- Stated exercise -
Rescale the data below from the line with "of the mosque" through the end of the data, rewriting every line, requests included. Multiply each answer coordinate by 0.3 and round to a whole number, rounding halves up. Leave the requests and their sample entries unchanged, and output only these lines.

- Task material -
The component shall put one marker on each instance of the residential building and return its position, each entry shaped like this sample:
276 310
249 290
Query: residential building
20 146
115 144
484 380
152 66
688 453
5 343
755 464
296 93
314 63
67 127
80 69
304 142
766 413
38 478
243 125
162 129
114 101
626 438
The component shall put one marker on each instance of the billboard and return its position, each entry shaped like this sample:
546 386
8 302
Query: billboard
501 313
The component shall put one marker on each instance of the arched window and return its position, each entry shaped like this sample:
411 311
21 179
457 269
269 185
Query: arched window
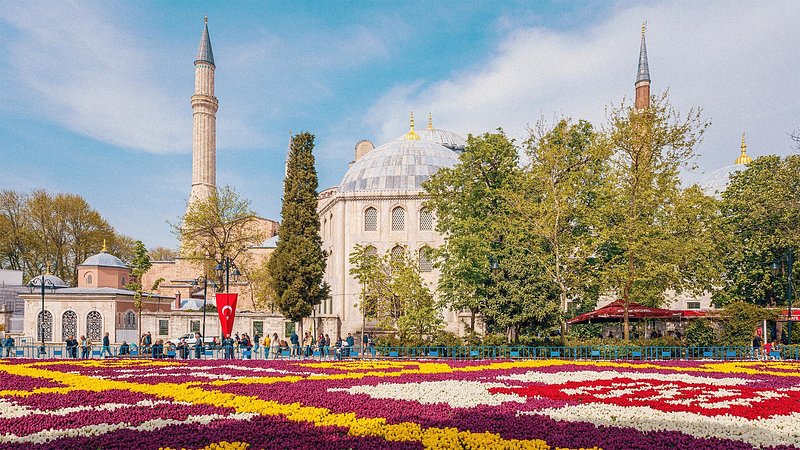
398 219
425 219
397 252
94 326
44 325
69 325
371 219
425 261
129 320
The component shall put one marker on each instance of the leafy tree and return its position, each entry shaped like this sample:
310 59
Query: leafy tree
371 272
219 227
59 231
646 249
556 205
760 222
140 264
297 266
469 201
418 316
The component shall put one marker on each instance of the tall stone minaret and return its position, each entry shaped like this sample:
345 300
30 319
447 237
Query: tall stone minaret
204 109
643 77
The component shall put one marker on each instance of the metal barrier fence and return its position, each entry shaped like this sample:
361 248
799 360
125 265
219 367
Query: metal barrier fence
624 353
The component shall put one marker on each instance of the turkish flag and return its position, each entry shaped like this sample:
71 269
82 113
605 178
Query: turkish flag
226 308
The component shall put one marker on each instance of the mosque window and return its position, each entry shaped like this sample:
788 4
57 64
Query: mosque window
371 219
44 325
397 252
398 219
425 219
69 325
94 326
425 261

- Written response -
The component shall put one marker on each instance of the mosque window and return its position, each entry shaped like this sample:
788 4
57 64
Query: mosque window
111 66
13 98
119 76
119 66
128 66
21 98
28 98
128 78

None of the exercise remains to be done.